[Opening Input for this task section]
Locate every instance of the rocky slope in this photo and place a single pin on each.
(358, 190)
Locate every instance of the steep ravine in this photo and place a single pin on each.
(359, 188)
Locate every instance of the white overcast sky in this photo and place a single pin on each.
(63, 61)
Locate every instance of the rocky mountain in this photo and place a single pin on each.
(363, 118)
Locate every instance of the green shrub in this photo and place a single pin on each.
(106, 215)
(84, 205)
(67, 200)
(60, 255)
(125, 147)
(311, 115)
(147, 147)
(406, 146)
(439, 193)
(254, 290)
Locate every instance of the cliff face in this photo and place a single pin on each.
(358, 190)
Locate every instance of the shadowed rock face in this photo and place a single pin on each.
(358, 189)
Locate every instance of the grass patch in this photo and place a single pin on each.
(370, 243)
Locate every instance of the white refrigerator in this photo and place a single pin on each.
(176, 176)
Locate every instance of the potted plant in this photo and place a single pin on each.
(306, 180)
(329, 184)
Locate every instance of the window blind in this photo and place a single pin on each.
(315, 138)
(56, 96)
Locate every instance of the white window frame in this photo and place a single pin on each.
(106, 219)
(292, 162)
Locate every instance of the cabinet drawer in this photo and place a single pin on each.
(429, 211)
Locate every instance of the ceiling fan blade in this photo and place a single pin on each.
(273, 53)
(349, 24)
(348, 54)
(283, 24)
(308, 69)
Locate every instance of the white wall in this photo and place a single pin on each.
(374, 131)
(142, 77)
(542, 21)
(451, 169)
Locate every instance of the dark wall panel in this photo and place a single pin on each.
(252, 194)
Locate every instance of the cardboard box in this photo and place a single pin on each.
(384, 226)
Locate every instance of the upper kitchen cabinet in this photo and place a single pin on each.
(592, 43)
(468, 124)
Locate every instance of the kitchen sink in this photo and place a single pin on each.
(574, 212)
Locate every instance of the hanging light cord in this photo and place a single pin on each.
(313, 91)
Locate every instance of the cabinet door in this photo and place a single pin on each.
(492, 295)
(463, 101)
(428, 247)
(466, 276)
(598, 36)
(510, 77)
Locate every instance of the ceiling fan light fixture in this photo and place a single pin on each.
[Closing Input for this task section]
▸ Your assignment:
Could you output every record above exactly as written?

▸ Result:
Locate every instance of the rocky slope in this photo and place a single pin on each.
(358, 190)
Locate every instance of the steep ravine in this photo and place a single pin on each.
(359, 188)
Locate every instance of the white overcast sky in this photo and place a single pin on each.
(63, 61)
Locate every instance of the rocky mountain in this photo and place a single pin on each.
(363, 118)
Locate every instance of the green shrub in this photo and place a single pin on each.
(106, 215)
(84, 205)
(67, 200)
(60, 255)
(125, 147)
(311, 115)
(147, 147)
(406, 146)
(439, 193)
(254, 290)
Locate every instance of the cliff face in this photo and place a single pin on each.
(358, 190)
Locate every instance of the shadowed rock face in this photo and place a single pin on each.
(358, 189)
Locate every instance of the grass patch in this photo and place a single pin on each.
(370, 243)
Locate every instance of the white refrigerator in this photo and place a single pin on each.
(176, 176)
Locate every instance of the potted plant in this photo and place a single pin on each.
(306, 180)
(329, 184)
Locate every instance of the window blind in this photo and place a single pin on each.
(315, 138)
(56, 96)
Locate every instance of the white window frame in this photo and place a single pin on each.
(106, 219)
(292, 162)
Locate every instance of the cabinet drawer in this photo and place a single pin on each.
(429, 211)
Locate every instance of the ceiling fan blade in this photo and place a single pin on each.
(273, 53)
(349, 24)
(348, 54)
(283, 24)
(308, 69)
Locate every instance of the white wall in this photo and place a single pin on each.
(374, 131)
(142, 77)
(542, 21)
(451, 169)
Locate every instance of the dark wall panel in this photo and place a single pin on each.
(252, 194)
Locate every instance of the cardboard box in this photo and place a single pin on each.
(384, 226)
Locate every instance of the upper kitchen cabinet in this photo and place a single pin on each.
(592, 43)
(468, 124)
Locate every instance of the kitchen sink in this photo and place a single pin on each.
(574, 212)
Locate every instance of the hanging light cord in this photo and place a single pin on each.
(313, 91)
Locate every instance of the cabinet door in this photo and place a single pin on each.
(492, 295)
(463, 101)
(428, 247)
(466, 276)
(598, 36)
(510, 77)
Locate every instance of the ceiling fan light fixture in this photo and place a single pin on each.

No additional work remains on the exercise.